Give back, word for word, the part of the data that opens with the line containing "For the white cloud" and runs through the end of the data, with both of those ends included.
═════ Data listing ═════
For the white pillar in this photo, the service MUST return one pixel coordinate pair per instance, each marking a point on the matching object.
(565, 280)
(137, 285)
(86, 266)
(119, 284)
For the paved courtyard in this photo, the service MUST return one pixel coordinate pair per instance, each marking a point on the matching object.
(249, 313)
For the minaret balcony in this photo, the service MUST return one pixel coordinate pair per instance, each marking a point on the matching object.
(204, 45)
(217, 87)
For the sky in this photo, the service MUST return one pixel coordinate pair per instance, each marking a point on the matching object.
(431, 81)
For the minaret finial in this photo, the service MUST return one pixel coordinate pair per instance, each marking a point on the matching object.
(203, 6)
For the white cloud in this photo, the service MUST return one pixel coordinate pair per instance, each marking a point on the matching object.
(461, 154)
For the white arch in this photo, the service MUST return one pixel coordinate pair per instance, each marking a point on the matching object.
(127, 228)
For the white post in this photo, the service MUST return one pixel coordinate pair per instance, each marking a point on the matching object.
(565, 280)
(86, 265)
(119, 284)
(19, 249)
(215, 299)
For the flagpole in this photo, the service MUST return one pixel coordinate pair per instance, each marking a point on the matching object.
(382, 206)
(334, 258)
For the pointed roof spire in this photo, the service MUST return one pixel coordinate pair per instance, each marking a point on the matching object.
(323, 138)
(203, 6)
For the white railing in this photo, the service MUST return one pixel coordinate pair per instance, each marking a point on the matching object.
═════
- **Final answer**
For the white cloud in this photo, the service MUST return one pixel coordinate pair per instance, each marking a point on the matching object.
(461, 154)
For the white arch in this photo, the service MUST return one pixel coordinate pair per instance, each marking a point on the matching object.
(127, 228)
For the white post in this photo, the service MUST return one pixel coordinate pair per instance, each marking a point on the matching object.
(565, 280)
(86, 265)
(119, 284)
(19, 249)
(215, 299)
For the flagpole in this photo, the service MUST return one pixel coordinate pair per instance, each marking a point on the matching object.
(382, 206)
(334, 258)
For the pointed roof spire in this photo, the service MUST return one pixel coordinate pair per instance, each marking a point on the matching object.
(323, 138)
(203, 6)
For the white railing in this photo, the service MUST return one pixel coordinate pair per instance, each marking a point on the matching object.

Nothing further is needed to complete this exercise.